* WORK TO BE COMPLETED
Please reproduce the data in its entirety, word for word.

::::

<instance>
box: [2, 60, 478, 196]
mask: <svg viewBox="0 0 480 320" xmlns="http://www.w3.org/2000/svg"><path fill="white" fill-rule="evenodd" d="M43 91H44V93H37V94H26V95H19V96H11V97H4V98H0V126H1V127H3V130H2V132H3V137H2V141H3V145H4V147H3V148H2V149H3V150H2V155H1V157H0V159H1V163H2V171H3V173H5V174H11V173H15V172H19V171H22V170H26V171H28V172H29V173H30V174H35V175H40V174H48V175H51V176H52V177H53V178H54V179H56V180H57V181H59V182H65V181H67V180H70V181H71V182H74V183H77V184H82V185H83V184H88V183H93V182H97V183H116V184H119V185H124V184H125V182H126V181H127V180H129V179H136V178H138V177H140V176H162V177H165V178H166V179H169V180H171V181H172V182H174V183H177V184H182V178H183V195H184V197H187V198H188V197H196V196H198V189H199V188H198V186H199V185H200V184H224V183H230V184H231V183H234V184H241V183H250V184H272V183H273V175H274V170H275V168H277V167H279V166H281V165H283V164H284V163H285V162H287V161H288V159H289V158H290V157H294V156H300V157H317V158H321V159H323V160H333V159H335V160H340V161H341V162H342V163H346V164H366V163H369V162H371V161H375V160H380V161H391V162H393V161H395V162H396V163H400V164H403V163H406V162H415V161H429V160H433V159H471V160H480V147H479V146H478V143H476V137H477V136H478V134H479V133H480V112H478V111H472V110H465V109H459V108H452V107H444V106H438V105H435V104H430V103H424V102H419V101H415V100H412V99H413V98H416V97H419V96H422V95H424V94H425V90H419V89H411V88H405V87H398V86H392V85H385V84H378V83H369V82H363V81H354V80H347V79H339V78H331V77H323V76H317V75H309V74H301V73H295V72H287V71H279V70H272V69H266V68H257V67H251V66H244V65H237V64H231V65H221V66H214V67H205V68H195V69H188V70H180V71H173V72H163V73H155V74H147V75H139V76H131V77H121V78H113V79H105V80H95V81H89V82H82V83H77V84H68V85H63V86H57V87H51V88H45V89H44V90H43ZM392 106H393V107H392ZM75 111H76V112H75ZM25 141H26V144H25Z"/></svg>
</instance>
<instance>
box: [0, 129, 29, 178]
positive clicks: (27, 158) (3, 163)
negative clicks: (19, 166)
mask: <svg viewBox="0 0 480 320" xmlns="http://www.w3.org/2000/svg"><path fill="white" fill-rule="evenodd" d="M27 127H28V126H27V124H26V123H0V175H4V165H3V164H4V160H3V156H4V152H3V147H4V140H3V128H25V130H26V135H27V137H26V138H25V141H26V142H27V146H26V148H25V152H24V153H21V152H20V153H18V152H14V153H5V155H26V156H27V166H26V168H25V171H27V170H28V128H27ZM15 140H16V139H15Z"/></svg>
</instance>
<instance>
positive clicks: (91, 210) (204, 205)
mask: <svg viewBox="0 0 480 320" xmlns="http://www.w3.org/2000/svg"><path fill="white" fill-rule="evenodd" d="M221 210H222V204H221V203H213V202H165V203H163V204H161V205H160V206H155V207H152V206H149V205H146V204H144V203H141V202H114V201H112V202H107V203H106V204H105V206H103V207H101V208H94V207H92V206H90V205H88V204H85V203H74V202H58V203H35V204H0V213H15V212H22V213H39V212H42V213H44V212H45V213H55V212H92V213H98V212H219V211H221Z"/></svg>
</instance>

::::

* PROBLEM SOLUTION
<instance>
box: [2, 60, 478, 196]
mask: <svg viewBox="0 0 480 320" xmlns="http://www.w3.org/2000/svg"><path fill="white" fill-rule="evenodd" d="M43 91H44V93H37V94H26V95H19V96H11V97H4V98H0V126H1V127H3V130H2V132H3V137H2V141H3V145H4V147H3V148H2V149H3V150H2V155H1V157H0V159H1V163H2V171H3V173H5V174H11V173H15V172H19V171H22V170H26V171H28V172H29V173H30V174H35V175H40V174H48V175H51V176H52V177H53V178H54V179H56V180H57V181H59V182H65V181H67V180H70V181H71V182H74V183H77V184H82V185H83V184H88V183H93V182H97V183H116V184H119V185H124V184H125V182H126V181H127V180H129V179H136V178H138V177H140V176H162V177H165V178H166V179H169V180H171V181H172V182H174V183H177V184H182V178H183V195H184V197H187V198H188V197H196V196H198V189H199V188H198V186H199V185H200V184H224V183H230V184H231V183H234V184H241V183H250V184H272V183H273V175H274V170H275V168H277V167H279V166H281V165H283V164H284V163H285V162H287V161H288V159H289V158H290V157H294V156H300V157H317V158H321V159H323V160H333V159H335V160H340V161H341V162H342V163H346V164H366V163H369V162H371V161H375V160H380V161H391V162H393V161H395V162H396V163H400V164H403V163H406V162H415V161H429V160H433V159H471V160H480V147H479V146H478V143H476V137H477V136H478V134H479V133H480V112H478V111H472V110H465V109H459V108H452V107H444V106H438V105H435V104H430V103H424V102H419V101H415V100H412V99H413V98H416V97H419V96H422V95H424V94H425V90H419V89H411V88H405V87H398V86H392V85H385V84H378V83H369V82H363V81H354V80H347V79H339V78H331V77H323V76H317V75H309V74H301V73H295V72H287V71H279V70H272V69H266V68H257V67H251V66H244V65H237V64H231V65H221V66H214V67H205V68H195V69H188V70H180V71H173V72H163V73H155V74H147V75H139V76H131V77H121V78H113V79H105V80H95V81H89V82H82V83H77V84H68V85H63V86H57V87H51V88H45V89H44V90H43ZM392 106H393V107H392ZM75 111H76V112H75ZM25 141H26V144H25Z"/></svg>
</instance>
<instance>
box: [0, 129, 29, 178]
positive clicks: (27, 158) (3, 163)
negative clicks: (19, 166)
mask: <svg viewBox="0 0 480 320" xmlns="http://www.w3.org/2000/svg"><path fill="white" fill-rule="evenodd" d="M27 127H28V126H27V124H26V123H0V175H4V165H3V164H4V160H3V156H4V152H3V147H4V140H3V128H25V130H26V135H27V137H26V138H25V141H26V142H27V146H26V148H25V152H24V153H21V152H20V153H18V152H14V153H5V155H26V156H27V166H26V168H25V171H27V170H28V128H27ZM15 140H16V139H15Z"/></svg>
</instance>
<instance>
positive clicks: (91, 210) (204, 205)
mask: <svg viewBox="0 0 480 320" xmlns="http://www.w3.org/2000/svg"><path fill="white" fill-rule="evenodd" d="M221 210H222V204H221V203H213V202H165V203H163V204H161V205H160V206H155V207H152V206H149V205H146V204H144V203H141V202H114V201H112V202H107V203H106V204H105V206H103V207H101V208H94V207H92V206H90V205H88V204H85V203H74V202H58V203H35V204H0V213H15V212H22V213H39V212H42V213H44V212H45V213H55V212H92V213H98V212H219V211H221Z"/></svg>
</instance>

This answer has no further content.